▸ Your task
Take the line that contains "Where can the crayfish antenna" and each line after it in the material below, and transcribe them exactly, stopping at the end.

▼

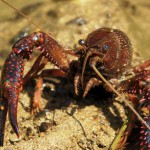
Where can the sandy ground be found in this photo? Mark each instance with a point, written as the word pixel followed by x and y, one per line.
pixel 70 122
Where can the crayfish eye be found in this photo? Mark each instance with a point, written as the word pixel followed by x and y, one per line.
pixel 105 48
pixel 82 42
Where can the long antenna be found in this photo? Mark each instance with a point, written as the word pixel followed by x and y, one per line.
pixel 115 91
pixel 94 68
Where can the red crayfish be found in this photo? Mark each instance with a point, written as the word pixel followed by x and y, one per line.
pixel 105 50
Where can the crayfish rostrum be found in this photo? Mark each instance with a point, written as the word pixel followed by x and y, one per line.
pixel 108 50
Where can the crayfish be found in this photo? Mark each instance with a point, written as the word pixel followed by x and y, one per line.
pixel 105 51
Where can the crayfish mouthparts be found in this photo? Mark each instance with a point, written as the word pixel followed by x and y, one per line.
pixel 107 51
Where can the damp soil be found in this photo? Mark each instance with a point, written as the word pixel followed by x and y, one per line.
pixel 67 121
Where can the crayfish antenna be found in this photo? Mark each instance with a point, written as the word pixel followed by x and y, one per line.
pixel 116 92
pixel 3 114
pixel 84 65
pixel 12 110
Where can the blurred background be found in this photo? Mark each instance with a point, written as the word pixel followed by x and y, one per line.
pixel 71 20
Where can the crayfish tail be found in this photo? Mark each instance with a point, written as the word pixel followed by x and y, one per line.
pixel 3 114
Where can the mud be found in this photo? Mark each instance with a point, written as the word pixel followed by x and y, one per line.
pixel 66 121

▲

▸ Solution to this problem
Where can the crayfish antenna be found in this photo? Mark each instance with a point, written as the word pixel followed by x and y, one per line.
pixel 116 92
pixel 3 114
pixel 84 65
pixel 12 110
Where can the blurred background be found in this photo? Mark each instance with a point, written as the word pixel followed by x and y, one per line.
pixel 71 20
Where can the crayfish tail be found in this photo? Mark each instance with a point, written as the word pixel followed by x and y, one per line.
pixel 3 114
Where can the mud be found in this photo? Mark each instance with a point, written as the word pixel followed by x and y, one per line.
pixel 66 121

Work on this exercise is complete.